* [YOUR INSTRUCTIONS]
Each entry has to be copied exactly, with nothing missed.

* [GIVEN RECORDS]
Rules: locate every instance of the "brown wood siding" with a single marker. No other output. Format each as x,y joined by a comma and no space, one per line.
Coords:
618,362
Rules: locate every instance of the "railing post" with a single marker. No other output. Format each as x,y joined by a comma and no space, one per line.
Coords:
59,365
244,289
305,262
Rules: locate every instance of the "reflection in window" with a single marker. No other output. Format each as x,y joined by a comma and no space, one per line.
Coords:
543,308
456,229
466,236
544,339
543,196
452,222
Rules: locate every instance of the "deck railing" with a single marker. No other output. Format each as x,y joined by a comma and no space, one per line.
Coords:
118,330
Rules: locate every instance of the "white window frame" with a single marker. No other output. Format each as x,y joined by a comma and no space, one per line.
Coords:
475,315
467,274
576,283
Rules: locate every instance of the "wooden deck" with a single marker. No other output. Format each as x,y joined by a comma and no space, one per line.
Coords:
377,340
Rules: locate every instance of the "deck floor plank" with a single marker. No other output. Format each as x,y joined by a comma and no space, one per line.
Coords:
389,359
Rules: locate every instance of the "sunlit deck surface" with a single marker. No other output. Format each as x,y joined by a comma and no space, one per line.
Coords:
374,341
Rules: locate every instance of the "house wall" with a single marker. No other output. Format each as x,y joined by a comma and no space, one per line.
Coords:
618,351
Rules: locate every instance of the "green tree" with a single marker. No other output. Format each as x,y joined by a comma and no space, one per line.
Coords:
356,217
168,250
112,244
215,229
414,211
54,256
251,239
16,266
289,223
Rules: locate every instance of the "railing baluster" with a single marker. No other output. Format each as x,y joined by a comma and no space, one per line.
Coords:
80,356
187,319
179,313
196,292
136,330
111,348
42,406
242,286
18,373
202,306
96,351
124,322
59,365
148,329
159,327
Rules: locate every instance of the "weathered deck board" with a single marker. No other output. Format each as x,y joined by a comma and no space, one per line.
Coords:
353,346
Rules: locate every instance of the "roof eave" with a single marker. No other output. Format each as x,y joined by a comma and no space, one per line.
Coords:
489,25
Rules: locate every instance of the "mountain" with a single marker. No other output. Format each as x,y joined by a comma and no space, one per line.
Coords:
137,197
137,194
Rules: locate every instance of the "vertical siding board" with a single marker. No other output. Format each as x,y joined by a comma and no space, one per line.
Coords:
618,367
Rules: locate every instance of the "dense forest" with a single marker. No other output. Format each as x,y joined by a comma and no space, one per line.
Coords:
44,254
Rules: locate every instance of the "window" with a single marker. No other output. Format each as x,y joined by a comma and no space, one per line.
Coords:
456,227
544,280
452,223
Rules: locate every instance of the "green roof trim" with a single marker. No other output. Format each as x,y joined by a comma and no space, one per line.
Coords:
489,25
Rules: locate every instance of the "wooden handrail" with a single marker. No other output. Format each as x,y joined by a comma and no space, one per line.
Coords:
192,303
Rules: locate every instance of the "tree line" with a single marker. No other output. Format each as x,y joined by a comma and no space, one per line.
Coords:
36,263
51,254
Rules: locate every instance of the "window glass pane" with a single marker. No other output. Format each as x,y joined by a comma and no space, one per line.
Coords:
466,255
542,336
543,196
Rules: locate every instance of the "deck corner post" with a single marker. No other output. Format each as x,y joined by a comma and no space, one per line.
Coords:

* [CORRECT RESULT]
Rules: locate every instance of the "brown wood siding" with a single marker. No other output. Format each as x,y joined by a comma and no space, one per line.
Coords:
618,362
Rules: locate every instance of the "railing post" with a single marker. No other output. Format each as x,y joined by a comma and no space, one per line.
Coords:
59,365
244,289
305,262
Rules: locate every instance of the "reflection in window" with a single marker. No other output. Format each as x,y joined by a comma and no space, one per line.
Coords:
543,308
456,229
466,236
544,339
543,196
452,222
Rules: locate every instance of the "deck railing" with a single marker. No other output. Format each as x,y joined by a comma and no space, one per line.
Coords:
118,330
Rules: locate every instance of the "white window frame" with a single marker. No other output. Format each as x,y joined by a comma and no space, one per line.
Coords:
475,315
467,274
576,283
Rules: locate every instance of the "wooden deck" with a single marker. No other output. Format each as x,y joined by a comma and no space, one per line.
Coords:
377,340
Rules: locate every instance of the "deck floor plank" with a single marker. No other output. Format each as x,y joined by a comma and no space, one per line.
Coords:
389,359
Rules: locate every instance of the "sunlit deck surface" with a single marker. No other output. Format each as x,y joined by a comma and no space, one per line.
Coords:
374,341
Rules: locate every instance of the "house wall" with a single marker. No other output. Format each as x,y joined by a comma and no space, one per line.
Coords:
618,351
Rules: locate every instance of the "green tree" with a single marker. No other output. Format each as x,y joined by a comma and no space, one per line.
Coords:
356,217
168,250
112,244
215,229
414,211
54,256
251,239
16,266
289,223
Rules: locate every instance of the "railing baluster" with a single marker. No other output. Format each as x,y joined by a comma and no space, one per line.
Coords:
80,356
187,319
179,313
196,292
136,330
111,348
42,406
242,286
18,373
202,306
96,351
124,322
59,365
148,329
159,327
Rules: locate every instance of the "weathered deck board" with a single marker. No other output. Format each as x,y joined by a comma and no space, one per line.
Coords:
353,346
Rules: locate every instance of the "roof eave" with a single marker. No other output. Format each as x,y joined by a comma and no space, one per line.
Coords:
489,25
Rules: locate every instance of the "mountain" with a single marker. No other output. Format each as x,y joined by a comma and no space, one per line.
Coords:
137,197
137,194
Rules: locate every instance of the "vertical siding board" with a single marker. No other output. Format each as x,y joined by a comma and no space, one per line.
Coords:
618,367
Rules: locate every instance of the "dense forest" with a single marker. No other output. Format each as x,y joined by a comma and no space, one per line.
Coords:
44,254
Rules: locate every instance of the "window" with a single marker. No other output. Format each as x,y joined by a comma and no space, one per line.
Coords:
456,227
544,280
452,223
Rules: locate every instance of the "green roof trim" with a single marker. No other output. Format each as x,y joined by a comma and no space, one per line.
Coords:
489,25
Rules: locate every instance of the "wooden handrail" with a single marker. No other output. Format each as x,y joined by a comma and no space, one per line.
Coords:
192,303
Rules: locate every instance of the "tree line" with a single marker. No other output. Format each as x,y joined by a comma and no space, one per line.
Coords:
36,263
51,254
Rules: locate every instance of the "window glass pane" with a single marker. No other output. Format each as x,y joined by a comma and no space, one per line.
Coords:
466,255
542,336
543,196
Rules: locate every instance of the "deck corner post" with a single marker. No other output. Format each as x,y joined by a comma and no space, one per line.
Coords:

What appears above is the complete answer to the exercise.